Part of a data file
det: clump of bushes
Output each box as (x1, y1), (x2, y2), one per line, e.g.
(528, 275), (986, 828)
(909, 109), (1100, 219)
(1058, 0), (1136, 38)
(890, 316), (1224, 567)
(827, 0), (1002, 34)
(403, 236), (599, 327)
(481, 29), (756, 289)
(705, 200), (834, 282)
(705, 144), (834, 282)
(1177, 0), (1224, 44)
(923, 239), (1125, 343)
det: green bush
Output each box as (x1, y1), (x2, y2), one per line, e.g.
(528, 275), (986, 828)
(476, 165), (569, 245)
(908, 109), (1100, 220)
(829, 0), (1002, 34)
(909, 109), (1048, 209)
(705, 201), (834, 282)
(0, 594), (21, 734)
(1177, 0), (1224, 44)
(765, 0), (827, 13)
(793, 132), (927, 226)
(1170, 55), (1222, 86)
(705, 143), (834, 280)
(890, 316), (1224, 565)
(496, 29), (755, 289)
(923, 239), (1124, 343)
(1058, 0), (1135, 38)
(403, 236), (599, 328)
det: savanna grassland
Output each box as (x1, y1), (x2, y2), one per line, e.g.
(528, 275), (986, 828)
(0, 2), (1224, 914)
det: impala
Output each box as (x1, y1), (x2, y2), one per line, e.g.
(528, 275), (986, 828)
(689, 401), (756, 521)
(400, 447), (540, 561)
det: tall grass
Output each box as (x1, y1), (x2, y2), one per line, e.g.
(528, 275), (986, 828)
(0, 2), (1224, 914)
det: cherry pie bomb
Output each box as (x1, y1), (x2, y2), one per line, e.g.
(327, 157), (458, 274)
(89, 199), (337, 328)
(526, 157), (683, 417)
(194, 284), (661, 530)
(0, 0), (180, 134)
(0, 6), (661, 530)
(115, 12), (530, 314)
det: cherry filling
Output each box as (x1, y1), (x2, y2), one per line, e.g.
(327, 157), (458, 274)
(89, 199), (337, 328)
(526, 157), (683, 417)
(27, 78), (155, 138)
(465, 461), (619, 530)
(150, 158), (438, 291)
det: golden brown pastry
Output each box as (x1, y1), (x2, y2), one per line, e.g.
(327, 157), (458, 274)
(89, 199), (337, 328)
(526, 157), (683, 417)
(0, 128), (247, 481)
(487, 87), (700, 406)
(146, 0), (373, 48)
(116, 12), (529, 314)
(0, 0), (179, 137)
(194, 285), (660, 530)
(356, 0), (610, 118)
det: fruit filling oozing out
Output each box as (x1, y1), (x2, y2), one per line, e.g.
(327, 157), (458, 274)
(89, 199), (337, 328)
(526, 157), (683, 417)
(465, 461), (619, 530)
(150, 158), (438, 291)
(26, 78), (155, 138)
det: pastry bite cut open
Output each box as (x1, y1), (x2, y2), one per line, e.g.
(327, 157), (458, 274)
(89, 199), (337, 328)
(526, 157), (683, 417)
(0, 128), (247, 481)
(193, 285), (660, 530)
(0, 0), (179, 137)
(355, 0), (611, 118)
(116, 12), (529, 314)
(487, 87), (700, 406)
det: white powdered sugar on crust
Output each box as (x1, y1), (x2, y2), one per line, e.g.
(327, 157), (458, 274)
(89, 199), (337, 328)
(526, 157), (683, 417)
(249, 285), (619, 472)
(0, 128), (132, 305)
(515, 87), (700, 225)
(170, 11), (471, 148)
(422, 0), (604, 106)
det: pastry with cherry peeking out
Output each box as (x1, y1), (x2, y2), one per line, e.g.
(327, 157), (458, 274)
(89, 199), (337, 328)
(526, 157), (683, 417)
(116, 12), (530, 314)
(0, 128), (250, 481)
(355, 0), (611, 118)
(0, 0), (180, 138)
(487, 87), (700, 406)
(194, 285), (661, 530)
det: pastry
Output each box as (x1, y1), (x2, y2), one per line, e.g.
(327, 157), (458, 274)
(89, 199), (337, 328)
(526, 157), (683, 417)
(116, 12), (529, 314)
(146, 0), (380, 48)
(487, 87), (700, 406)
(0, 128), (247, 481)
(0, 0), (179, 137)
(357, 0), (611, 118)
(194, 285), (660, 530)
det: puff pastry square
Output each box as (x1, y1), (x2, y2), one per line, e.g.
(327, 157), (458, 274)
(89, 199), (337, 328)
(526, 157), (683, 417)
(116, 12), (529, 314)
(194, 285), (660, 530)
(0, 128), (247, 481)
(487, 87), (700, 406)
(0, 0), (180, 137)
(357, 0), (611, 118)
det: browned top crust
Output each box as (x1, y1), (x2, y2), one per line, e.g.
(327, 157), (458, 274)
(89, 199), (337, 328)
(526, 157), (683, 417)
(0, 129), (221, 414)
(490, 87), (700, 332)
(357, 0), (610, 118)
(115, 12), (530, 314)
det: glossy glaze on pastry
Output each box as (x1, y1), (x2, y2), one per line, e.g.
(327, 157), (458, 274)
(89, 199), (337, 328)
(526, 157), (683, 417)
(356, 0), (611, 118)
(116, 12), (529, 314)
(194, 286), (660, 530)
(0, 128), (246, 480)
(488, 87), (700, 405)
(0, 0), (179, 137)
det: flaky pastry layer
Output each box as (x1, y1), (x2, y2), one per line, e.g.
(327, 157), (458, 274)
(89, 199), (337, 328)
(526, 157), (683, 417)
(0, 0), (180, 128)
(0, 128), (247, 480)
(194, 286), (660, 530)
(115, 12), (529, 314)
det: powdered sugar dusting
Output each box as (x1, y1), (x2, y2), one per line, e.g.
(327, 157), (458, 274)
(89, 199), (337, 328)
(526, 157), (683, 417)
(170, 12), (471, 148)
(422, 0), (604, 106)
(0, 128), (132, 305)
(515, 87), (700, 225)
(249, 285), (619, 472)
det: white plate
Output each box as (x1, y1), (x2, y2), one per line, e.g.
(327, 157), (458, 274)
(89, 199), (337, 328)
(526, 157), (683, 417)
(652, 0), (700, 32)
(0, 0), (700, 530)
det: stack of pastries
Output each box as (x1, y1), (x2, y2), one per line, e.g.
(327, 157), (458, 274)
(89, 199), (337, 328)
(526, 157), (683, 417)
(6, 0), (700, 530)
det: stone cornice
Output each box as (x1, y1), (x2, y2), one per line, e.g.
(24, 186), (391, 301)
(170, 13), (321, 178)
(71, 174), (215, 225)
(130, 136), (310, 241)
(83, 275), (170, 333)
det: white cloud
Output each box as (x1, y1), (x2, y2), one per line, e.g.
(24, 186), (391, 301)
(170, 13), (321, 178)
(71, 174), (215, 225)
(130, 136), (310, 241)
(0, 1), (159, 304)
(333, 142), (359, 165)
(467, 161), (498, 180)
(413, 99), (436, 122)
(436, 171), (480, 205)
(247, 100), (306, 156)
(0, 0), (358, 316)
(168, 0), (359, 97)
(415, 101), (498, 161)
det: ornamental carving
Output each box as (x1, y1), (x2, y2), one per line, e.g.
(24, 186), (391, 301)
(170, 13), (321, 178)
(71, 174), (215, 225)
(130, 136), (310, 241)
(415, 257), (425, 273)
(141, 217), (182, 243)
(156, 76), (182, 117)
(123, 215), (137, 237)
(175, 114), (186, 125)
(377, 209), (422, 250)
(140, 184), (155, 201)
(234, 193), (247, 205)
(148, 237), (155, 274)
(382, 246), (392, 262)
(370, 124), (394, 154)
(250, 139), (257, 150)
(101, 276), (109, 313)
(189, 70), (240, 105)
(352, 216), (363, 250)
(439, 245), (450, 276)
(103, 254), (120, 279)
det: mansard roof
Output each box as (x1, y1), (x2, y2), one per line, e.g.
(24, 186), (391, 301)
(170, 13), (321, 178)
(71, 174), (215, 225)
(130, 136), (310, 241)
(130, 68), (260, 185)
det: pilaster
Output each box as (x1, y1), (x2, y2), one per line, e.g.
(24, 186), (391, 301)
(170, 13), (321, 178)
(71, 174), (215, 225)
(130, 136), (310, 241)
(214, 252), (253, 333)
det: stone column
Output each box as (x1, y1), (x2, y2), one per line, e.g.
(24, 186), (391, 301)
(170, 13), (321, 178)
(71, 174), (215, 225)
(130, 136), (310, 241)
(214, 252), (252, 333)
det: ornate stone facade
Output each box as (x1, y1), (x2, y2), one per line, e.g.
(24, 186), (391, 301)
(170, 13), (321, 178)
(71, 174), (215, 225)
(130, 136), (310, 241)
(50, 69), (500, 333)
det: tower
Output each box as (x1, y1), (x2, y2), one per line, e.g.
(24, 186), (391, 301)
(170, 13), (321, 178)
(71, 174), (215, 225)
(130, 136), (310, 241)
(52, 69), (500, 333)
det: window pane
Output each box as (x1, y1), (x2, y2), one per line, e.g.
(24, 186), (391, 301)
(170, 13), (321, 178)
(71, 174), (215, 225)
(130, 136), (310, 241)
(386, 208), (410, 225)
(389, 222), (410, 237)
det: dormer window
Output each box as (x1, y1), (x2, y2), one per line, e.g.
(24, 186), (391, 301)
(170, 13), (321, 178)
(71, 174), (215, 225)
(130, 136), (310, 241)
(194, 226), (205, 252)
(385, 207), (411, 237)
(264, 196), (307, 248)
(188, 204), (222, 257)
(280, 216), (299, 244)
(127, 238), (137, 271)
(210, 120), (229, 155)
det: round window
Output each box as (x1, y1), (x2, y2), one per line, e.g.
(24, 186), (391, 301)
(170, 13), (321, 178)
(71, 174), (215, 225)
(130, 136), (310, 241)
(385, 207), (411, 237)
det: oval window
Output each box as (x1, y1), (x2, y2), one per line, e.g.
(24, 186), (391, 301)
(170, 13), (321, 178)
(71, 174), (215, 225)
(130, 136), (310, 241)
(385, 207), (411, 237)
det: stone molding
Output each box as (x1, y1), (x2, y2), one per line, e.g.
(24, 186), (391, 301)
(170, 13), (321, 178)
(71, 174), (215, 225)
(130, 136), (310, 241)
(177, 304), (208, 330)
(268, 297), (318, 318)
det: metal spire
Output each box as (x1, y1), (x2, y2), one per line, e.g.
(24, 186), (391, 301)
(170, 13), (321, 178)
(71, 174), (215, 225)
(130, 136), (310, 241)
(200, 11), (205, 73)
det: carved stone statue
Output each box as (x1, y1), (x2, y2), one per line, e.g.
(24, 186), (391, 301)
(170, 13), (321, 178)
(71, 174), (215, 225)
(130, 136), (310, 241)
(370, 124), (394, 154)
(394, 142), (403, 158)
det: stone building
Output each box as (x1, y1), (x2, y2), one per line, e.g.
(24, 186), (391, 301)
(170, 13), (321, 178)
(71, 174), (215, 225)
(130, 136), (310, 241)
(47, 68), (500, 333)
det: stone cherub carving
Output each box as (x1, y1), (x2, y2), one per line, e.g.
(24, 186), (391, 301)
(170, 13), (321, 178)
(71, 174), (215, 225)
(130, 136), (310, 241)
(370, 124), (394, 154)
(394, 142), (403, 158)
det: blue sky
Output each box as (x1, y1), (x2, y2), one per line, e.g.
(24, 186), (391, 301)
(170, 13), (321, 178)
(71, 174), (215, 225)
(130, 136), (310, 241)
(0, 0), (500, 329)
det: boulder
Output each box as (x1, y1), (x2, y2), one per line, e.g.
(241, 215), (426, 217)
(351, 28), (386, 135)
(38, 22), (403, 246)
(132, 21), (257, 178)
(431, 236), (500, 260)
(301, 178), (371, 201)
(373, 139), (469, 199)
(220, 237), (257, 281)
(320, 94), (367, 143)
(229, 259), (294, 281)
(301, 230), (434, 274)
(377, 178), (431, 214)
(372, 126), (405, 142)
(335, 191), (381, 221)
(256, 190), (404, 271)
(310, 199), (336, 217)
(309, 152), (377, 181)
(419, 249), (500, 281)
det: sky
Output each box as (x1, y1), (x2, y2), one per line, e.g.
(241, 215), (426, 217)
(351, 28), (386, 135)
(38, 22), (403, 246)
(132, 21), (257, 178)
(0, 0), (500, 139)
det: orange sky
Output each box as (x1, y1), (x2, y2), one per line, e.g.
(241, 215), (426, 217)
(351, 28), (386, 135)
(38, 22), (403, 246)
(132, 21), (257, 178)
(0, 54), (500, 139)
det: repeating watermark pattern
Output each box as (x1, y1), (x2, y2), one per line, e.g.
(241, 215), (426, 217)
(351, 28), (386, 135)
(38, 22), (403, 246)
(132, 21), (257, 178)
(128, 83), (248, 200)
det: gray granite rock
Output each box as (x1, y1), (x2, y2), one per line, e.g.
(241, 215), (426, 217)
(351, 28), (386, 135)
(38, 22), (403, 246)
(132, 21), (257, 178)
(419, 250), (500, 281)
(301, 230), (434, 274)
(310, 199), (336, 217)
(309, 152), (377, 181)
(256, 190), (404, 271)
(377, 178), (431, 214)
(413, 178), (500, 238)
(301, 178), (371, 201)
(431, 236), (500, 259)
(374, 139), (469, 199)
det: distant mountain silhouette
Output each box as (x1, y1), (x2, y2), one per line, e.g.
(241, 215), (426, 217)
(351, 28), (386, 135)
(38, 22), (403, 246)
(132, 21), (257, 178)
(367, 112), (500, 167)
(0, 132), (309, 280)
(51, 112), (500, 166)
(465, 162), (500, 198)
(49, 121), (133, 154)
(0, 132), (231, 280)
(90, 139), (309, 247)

TO DO: Write out the stretch of rows from the line containing "det: boulder" through the line containing "(0, 54), (500, 139)", both included. Add 121 to every coordinate in the answer boxes, and keep the requests and their sample coordinates unchanged.

TASK SOLUTION:
det: boulder
Output each box as (x1, y1), (x2, y2), one per line, e.g.
(241, 215), (426, 217)
(351, 28), (386, 135)
(38, 22), (403, 246)
(132, 21), (257, 178)
(552, 357), (621, 381)
(422, 299), (492, 322)
(494, 260), (590, 320)
(341, 358), (378, 402)
(441, 215), (488, 264)
(350, 380), (415, 402)
(422, 351), (555, 395)
(498, 299), (552, 335)
(493, 247), (526, 263)
(456, 312), (502, 342)
(377, 311), (525, 392)
(431, 320), (457, 338)
(430, 273), (498, 302)
(540, 370), (621, 402)
det: sky
Output each box as (x1, y1), (x2, y2), one per line, e.g.
(241, 215), (426, 217)
(351, 28), (386, 135)
(38, 22), (403, 246)
(132, 21), (257, 178)
(121, 121), (621, 260)
det: orange sky
Output each box as (x1, y1), (x2, y2), one per line, e.g.
(241, 215), (426, 217)
(351, 28), (386, 135)
(38, 22), (403, 246)
(132, 21), (257, 178)
(121, 175), (621, 260)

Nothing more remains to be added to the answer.